------ INFORMATION PROVIDED

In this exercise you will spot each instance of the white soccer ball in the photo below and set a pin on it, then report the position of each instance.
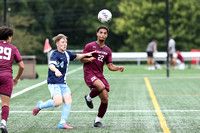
(104, 16)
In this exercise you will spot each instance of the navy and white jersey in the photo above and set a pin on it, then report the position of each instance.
(61, 62)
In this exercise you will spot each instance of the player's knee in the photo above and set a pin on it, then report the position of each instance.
(68, 101)
(104, 100)
(57, 103)
(101, 88)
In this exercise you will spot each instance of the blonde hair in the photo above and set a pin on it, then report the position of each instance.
(58, 37)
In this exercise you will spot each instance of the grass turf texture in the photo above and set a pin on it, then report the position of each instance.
(130, 107)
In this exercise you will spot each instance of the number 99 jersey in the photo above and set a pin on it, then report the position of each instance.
(8, 53)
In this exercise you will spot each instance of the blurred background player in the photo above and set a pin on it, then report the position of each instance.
(172, 51)
(180, 61)
(8, 53)
(151, 50)
(93, 72)
(60, 92)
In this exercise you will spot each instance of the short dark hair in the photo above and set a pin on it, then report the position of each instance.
(102, 27)
(5, 32)
(58, 38)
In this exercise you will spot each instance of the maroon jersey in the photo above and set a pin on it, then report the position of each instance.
(8, 53)
(103, 55)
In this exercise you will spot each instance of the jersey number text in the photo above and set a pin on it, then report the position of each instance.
(100, 58)
(6, 51)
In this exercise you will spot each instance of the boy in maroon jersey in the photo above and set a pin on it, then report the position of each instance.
(93, 72)
(8, 53)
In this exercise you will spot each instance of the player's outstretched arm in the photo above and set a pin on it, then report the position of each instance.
(80, 56)
(112, 67)
(20, 70)
(54, 69)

------------

# REQUIRED TASK:
Put the lines above into a JSON list of strings, one string per line, with blank lines omitted. Leave the picture out of the list.

# RESULT OF THIS TASK:
[
  "In this exercise you will spot each instance of the white soccer ball in the photo below and set a pin on it, then report the position of each instance.",
  "(104, 16)",
  "In this exercise you will spot each instance of the navy and white jersey in the photo above and set a pin on it, then report the position of each instance.",
  "(61, 62)",
  "In this exercise you will spot each instance of the player's knee in the photo above and set a pin on it, then report the position of each instance.",
  "(68, 101)",
  "(104, 100)",
  "(57, 103)",
  "(101, 88)",
  "In this exercise you will spot each instance of the blonde hair in the photo above and set a pin on it, then report the position of each instance.",
  "(58, 37)",
  "In this exercise you will spot each instance of the grass turf texture in the photo above and set a pin on it, then report the position of each instance.",
  "(130, 107)",
  "In this exercise you will spot each instance of the number 99 jersey in the photo above and set a pin on it, then report the position of each instance.",
  "(8, 53)",
  "In this exercise you will spot each instance of the blurred background player in the photo above and set a pin on it, then report the position of each instance.",
  "(172, 51)",
  "(180, 61)",
  "(8, 53)",
  "(151, 50)",
  "(93, 72)",
  "(60, 92)",
  "In this exercise you will spot each instance of the short dark hair in the photo above and set a pin on it, then report the position of each instance.",
  "(102, 27)",
  "(5, 32)",
  "(58, 38)",
  "In this exercise you will spot each instance of the maroon jersey in the photo above and set a pin on it, then report the position of each instance.",
  "(8, 53)",
  "(103, 55)",
  "In this exercise you will spot each instance of the jersey number text in the photo above and set a pin on it, then report the position of each instance.",
  "(100, 58)",
  "(6, 51)",
  "In this exercise you will spot each instance of the boy in maroon jersey in the photo above and set a pin on it, then report the position of each instance.",
  "(93, 72)",
  "(8, 53)",
  "In this exercise you will spot each instance of the player's outstretched arm in the photo above and set a pin on it, then report the position of each instance.",
  "(80, 56)",
  "(112, 67)",
  "(20, 70)",
  "(54, 69)"
]